No passado mês de setembro, o Governo anunciava, após uma reunião de conselho de ministros, que havia sido aprovada uma resolução em que se iria atribuir aos CTT, por ajuste direto, a concessão do serviço universal postal por sete anos, a partir de janeiro de 2022.
O atual contrato de concessão termina a 31 de dezembro. Com o aproximar do fim desse contrato, aguardava-se a decisão do Governo sobre os passos seguintes para o futuro do serviço universal.
E não apenas surpreendeu com a decisão de que os CTT serão a escolha por ajuste direto, como esta semana ficou a conhecer-se a resolução do Conselho de Ministros que tira poderes à Anacom, na fixação dos preços, como também na definição dos critérios de qualidade de serviço para o futuro. Os CTT e a Anacom, no passado, tiveram guerras — algumas das quais acabaram em tribunal — por causa de decisões do regulador nesses dois capítulos.
O Ministério das Infraestruturas justificou ao Observador que a decisão de fazer ajuste direto se deve “à inexistência de concorrência, por motivos técnicos, uma vez que não existe qualquer outra empresa dotada de rede com capilaridade equivalente à dos CTT à qual seja exequível adjudicar as prestações que constituem o serviço postal universal (SPU), com qualidade de serviço e com uma relação de proximidade às populações, designadamente as populações dos territórios de baixa densidade do interior e das regiões autónomas”.
Na resolução do Conselho de Ministros acrescenta-se que “é, pois, seguro afirmar que não existe alternativa ou substituto razoável à prestação do SPU em território nacional pela CTT”, realçando-se que os CTT dispõe da maior parte da quota de mercado do tráfego postal total (85,5%), sendo de mais de 90% a fatia de mercado relativamente ao tráfego abrangido pelo serviço universal.

TAREFAS PROPOSTAS.
1 > Transcreva do texto sobre a concessão do serviço postal o trecho de "O atual contrato" a "do serviço universal.".
2 > No texto sobre a concessão do serviço postal, qual é a quota de mercado dos CTT no tráfego postal total?

CONTEÚDO DO MATERIAL.
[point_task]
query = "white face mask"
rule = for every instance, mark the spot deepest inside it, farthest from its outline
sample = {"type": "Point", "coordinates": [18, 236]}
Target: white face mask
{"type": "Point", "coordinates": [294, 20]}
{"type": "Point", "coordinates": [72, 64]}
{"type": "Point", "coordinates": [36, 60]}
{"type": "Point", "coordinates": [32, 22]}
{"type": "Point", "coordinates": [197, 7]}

RESPOSTAS COMPLETAS.
1 >
O atual contrato de concessão termina a 31 de dezembro. Com o aproximar do fim desse contrato, aguardava-se a decisão do Governo sobre os passos seguintes para o futuro do serviço universal.

2 > 85,5%.